| Problem |
What is needed here is a faithful repeat of every entry, with no character changed.

| Records shown |
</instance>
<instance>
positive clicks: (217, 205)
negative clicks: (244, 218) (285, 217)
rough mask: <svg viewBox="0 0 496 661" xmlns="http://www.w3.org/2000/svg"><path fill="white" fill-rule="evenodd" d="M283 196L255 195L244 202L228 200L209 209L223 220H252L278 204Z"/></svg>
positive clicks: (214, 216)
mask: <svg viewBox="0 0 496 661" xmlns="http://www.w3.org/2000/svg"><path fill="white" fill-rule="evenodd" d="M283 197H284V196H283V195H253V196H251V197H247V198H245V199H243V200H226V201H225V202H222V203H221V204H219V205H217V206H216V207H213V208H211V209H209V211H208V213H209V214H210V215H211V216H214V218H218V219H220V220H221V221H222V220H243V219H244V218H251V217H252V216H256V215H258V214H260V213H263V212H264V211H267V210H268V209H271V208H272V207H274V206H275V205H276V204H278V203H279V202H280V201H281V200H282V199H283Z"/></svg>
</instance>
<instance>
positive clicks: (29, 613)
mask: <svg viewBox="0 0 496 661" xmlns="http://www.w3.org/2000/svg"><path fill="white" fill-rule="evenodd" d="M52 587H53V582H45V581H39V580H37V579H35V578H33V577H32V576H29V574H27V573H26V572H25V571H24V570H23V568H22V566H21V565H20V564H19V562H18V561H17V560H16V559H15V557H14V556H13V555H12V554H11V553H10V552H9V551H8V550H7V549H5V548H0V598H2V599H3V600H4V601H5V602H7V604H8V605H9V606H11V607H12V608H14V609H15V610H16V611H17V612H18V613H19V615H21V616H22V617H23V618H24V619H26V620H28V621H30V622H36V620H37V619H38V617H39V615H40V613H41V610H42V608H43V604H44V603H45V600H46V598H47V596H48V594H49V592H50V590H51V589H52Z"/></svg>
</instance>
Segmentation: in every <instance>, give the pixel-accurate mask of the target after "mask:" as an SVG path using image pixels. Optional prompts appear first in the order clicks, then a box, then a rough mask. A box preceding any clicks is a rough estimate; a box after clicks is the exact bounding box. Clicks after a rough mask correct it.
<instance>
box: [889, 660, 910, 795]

| Written answer |
</instance>
<instance>
positive clicks: (217, 205)
negative clicks: (244, 218) (285, 217)
rough mask: <svg viewBox="0 0 496 661" xmlns="http://www.w3.org/2000/svg"><path fill="white" fill-rule="evenodd" d="M283 196L255 195L244 202L228 200L209 209L223 220H252L278 204Z"/></svg>
positive clicks: (214, 216)
mask: <svg viewBox="0 0 496 661" xmlns="http://www.w3.org/2000/svg"><path fill="white" fill-rule="evenodd" d="M283 197H284V196H283V195H253V196H251V197H247V198H245V199H243V200H226V201H225V202H222V203H221V204H219V205H217V206H216V207H213V208H211V209H209V211H208V213H209V214H210V215H211V216H214V218H218V219H220V220H221V221H222V220H243V219H244V218H251V217H252V216H256V215H258V214H260V213H263V212H264V211H267V210H268V209H271V208H272V207H274V206H275V205H276V204H278V203H279V202H280V201H281V200H282V199H283Z"/></svg>
</instance>
<instance>
positive clicks: (29, 613)
mask: <svg viewBox="0 0 496 661" xmlns="http://www.w3.org/2000/svg"><path fill="white" fill-rule="evenodd" d="M52 587H53V582H45V581H39V580H37V579H35V578H33V577H32V576H29V574H27V573H26V572H25V571H24V570H23V568H22V566H21V565H20V564H19V562H18V561H17V560H16V559H15V557H14V556H13V555H12V554H11V553H10V552H9V551H8V550H7V549H5V548H0V598H2V599H3V600H4V601H5V602H7V604H8V605H9V606H11V607H12V608H14V609H15V610H16V611H17V612H18V613H19V615H21V616H22V617H23V618H24V619H26V620H28V621H30V622H36V620H37V619H38V617H39V615H40V613H41V610H42V608H43V604H44V603H45V600H46V598H47V596H48V594H49V592H50V590H51V589H52Z"/></svg>
</instance>
Segmentation: in every <instance>, give the pixel-accurate mask of the target after "mask:" as an SVG path using image pixels. Optional prompts appear first in the order clicks, then a box, then a rough mask. A box preceding any clicks is a rough estimate; a box after clicks is the exact bounding box. Clicks after a rough mask correct it.
<instance>
box: [889, 660, 910, 795]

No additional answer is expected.